>> BEGIN
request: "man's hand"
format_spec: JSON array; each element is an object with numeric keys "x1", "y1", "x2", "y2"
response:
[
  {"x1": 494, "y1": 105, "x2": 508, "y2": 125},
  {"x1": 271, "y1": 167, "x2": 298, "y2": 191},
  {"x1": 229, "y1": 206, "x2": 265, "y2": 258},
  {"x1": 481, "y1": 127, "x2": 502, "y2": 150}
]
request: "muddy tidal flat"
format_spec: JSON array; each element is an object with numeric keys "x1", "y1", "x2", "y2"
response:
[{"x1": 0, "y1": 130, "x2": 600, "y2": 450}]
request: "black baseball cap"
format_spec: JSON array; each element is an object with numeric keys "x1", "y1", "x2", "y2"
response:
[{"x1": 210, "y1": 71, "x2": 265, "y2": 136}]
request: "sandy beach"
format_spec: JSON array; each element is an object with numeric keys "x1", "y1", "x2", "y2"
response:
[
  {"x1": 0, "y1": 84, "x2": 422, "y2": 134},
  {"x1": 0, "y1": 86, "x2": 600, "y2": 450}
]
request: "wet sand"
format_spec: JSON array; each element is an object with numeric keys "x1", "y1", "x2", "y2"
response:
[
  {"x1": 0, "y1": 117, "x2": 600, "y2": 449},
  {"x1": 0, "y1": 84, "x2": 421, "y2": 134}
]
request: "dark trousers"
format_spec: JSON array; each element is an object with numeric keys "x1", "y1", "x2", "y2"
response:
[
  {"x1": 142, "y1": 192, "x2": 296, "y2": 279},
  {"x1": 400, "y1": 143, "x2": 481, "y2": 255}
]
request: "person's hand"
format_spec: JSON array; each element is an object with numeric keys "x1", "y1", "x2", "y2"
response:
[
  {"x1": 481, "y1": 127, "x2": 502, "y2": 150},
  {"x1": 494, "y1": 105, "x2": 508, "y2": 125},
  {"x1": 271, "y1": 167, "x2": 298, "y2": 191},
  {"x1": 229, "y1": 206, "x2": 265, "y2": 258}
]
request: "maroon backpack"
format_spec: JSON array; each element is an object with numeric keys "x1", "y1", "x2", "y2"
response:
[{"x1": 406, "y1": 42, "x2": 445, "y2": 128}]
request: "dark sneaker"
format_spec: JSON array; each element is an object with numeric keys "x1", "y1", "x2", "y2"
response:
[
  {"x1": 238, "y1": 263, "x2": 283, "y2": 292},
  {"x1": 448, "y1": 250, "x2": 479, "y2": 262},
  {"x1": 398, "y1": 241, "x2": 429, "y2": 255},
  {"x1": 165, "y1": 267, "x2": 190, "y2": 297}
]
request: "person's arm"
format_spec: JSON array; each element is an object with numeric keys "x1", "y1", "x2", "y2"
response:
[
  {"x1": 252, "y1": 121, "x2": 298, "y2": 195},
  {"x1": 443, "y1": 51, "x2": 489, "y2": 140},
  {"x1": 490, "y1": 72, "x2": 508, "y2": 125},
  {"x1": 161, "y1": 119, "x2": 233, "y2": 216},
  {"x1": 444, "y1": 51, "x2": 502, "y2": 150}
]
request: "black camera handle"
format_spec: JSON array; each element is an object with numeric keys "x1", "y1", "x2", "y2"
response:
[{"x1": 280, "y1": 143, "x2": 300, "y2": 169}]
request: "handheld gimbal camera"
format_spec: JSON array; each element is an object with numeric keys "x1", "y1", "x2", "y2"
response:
>> END
* _THE PROBLEM_
Extract each line of the entries above that contains the string "dark". Matching is case-sensitive.

* _EXERCISE OUTPUT_
request: "dark trousers"
request: "dark sneaker"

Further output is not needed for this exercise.